[EXERCISE DIRECTIONS] Transcribe everything in the data word for word. Pictures are left out.

____

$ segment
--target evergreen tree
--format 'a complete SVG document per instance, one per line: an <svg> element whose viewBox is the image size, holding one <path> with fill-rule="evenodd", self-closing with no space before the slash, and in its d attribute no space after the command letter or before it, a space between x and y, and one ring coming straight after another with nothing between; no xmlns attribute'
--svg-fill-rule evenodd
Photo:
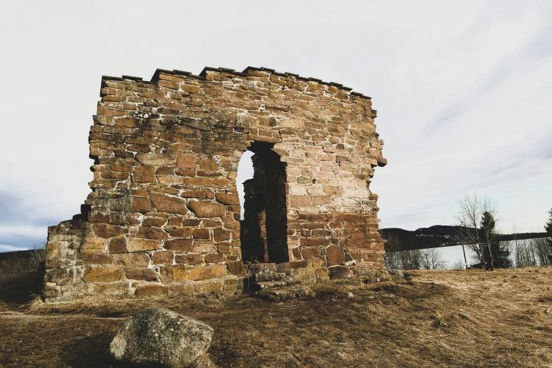
<svg viewBox="0 0 552 368"><path fill-rule="evenodd" d="M512 266L510 260L510 251L501 244L498 234L496 229L496 222L494 217L489 211L483 212L481 219L482 252L484 254L487 269L507 269Z"/></svg>
<svg viewBox="0 0 552 368"><path fill-rule="evenodd" d="M546 243L551 250L552 250L552 209L548 211L548 222L544 226L544 230L546 230L546 233L548 234L548 237L546 238ZM552 252L552 250L551 252ZM552 264L552 255L548 256L548 259L550 259L550 263Z"/></svg>

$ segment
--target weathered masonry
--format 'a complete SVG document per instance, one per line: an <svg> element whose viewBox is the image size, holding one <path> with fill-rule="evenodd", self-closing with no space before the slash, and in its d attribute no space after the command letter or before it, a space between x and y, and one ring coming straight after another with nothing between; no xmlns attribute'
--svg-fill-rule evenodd
<svg viewBox="0 0 552 368"><path fill-rule="evenodd" d="M386 161L369 97L251 67L104 77L100 96L92 192L49 228L47 300L233 292L258 262L310 282L383 266L369 183Z"/></svg>

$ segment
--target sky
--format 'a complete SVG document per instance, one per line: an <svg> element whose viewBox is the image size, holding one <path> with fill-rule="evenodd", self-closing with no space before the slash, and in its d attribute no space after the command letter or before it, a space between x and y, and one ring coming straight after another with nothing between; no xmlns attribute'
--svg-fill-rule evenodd
<svg viewBox="0 0 552 368"><path fill-rule="evenodd" d="M370 184L382 228L453 224L477 192L497 202L500 228L541 231L551 19L548 1L2 1L0 252L32 247L79 212L102 75L204 66L371 96L388 160Z"/></svg>

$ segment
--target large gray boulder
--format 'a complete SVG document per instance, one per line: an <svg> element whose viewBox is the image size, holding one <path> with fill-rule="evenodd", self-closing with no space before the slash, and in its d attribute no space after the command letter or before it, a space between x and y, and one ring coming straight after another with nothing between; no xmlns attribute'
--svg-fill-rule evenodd
<svg viewBox="0 0 552 368"><path fill-rule="evenodd" d="M209 348L213 329L159 307L147 307L125 319L111 341L118 360L157 367L197 367Z"/></svg>

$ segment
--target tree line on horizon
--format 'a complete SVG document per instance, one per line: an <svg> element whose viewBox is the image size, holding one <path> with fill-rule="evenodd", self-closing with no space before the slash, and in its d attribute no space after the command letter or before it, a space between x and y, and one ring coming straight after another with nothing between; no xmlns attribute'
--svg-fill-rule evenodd
<svg viewBox="0 0 552 368"><path fill-rule="evenodd" d="M548 211L548 220L544 226L545 237L527 240L518 236L514 228L513 233L504 240L505 236L497 229L498 206L488 197L479 197L477 193L466 195L458 203L455 214L455 224L458 239L448 241L454 245L458 243L467 248L472 264L470 268L482 268L492 271L494 269L546 266L552 264L552 209ZM447 267L442 253L438 247L417 249L419 244L399 236L396 233L381 231L386 240L386 254L384 256L386 267L402 269L439 269ZM460 242L458 242L460 240ZM449 266L453 269L468 268L467 257L464 250L464 259L455 260Z"/></svg>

____

[REPLY]
$ segment
--target evergreen tree
--format 'a complete SVG document per instance, one per line: an <svg> element whose viewBox is the image size, holding one <path> with fill-rule="evenodd", self-closing with no space before the slash, and in its d attribute no space after the command letter or before it, a space between x and y, and one ring coming straight after another with nothing between; no xmlns attribute'
--svg-fill-rule evenodd
Photo:
<svg viewBox="0 0 552 368"><path fill-rule="evenodd" d="M512 266L510 260L510 251L501 244L498 234L496 229L496 222L494 217L489 211L483 212L481 219L482 252L484 254L487 269L507 269Z"/></svg>
<svg viewBox="0 0 552 368"><path fill-rule="evenodd" d="M546 243L551 250L552 250L552 209L548 211L548 222L544 226L544 230L546 230L546 233L548 234L548 237L546 238ZM552 252L552 250L551 252ZM552 264L552 255L548 256L548 259L550 259L550 263Z"/></svg>

$ segment
--target weathered masonry
--format 'a complete SVG document per instance, one per line: an <svg> element whose viewBox is the image size, holding one <path> with fill-rule="evenodd", self-closing with no space before the slash, and in its d attribute no space after the command letter or before it, a space between x and y, and one ring coming straight after another with nothing between; no xmlns attribute'
--svg-fill-rule evenodd
<svg viewBox="0 0 552 368"><path fill-rule="evenodd" d="M386 161L369 97L251 67L104 77L100 96L92 192L49 228L47 300L233 292L258 262L310 282L383 266L369 183Z"/></svg>

$ segment
--target sky
--format 'a complete SVG document per instance, one per line: an <svg> element whose viewBox is the image size, holding one <path> with fill-rule="evenodd", self-closing with no space before the slash, and in its d attribute no space after the command letter or before it, a space between x and y, and one ring coming straight after another with nothing between; no xmlns attribute'
--svg-fill-rule evenodd
<svg viewBox="0 0 552 368"><path fill-rule="evenodd" d="M370 184L382 228L453 224L477 192L497 202L500 228L541 231L551 19L548 1L2 1L0 252L32 247L79 212L102 75L204 66L371 96L388 160Z"/></svg>

$ segment
--target large gray boulder
--format 'a complete SVG document per instance, one per line: an <svg> element whose viewBox is the image size, holding one <path> with fill-rule="evenodd", self-closing with no space before the slash, and in its d attribute no space after the command letter or before it, a space between x and y, and one ring coming straight after another with nothing between; no xmlns attribute'
--svg-fill-rule evenodd
<svg viewBox="0 0 552 368"><path fill-rule="evenodd" d="M209 348L213 329L159 307L147 307L125 319L111 341L118 360L157 367L197 367Z"/></svg>

$ segment
--target tree line on horizon
--format 'a complete SVG document per instance, one per line: an <svg> element whose viewBox is the image size, holding one <path> with fill-rule="evenodd", self-closing with no space before the slash, and in its d attribute no space after the command letter or before it, a space between x and y, and one ring coming straight after another with nothing between; no xmlns attribute'
--svg-fill-rule evenodd
<svg viewBox="0 0 552 368"><path fill-rule="evenodd" d="M548 211L548 220L544 226L545 237L527 240L518 236L514 228L513 233L504 240L505 236L497 229L498 206L488 197L479 197L477 193L466 195L458 203L455 214L455 224L458 239L448 241L454 245L458 243L467 248L472 264L470 268L482 268L492 271L494 269L546 266L552 264L552 209ZM447 267L442 253L438 247L417 249L419 244L399 236L396 233L381 231L386 240L386 254L384 256L386 267L402 269L439 269ZM460 242L458 242L460 240ZM449 266L453 269L468 268L467 257L464 250L464 259L455 260Z"/></svg>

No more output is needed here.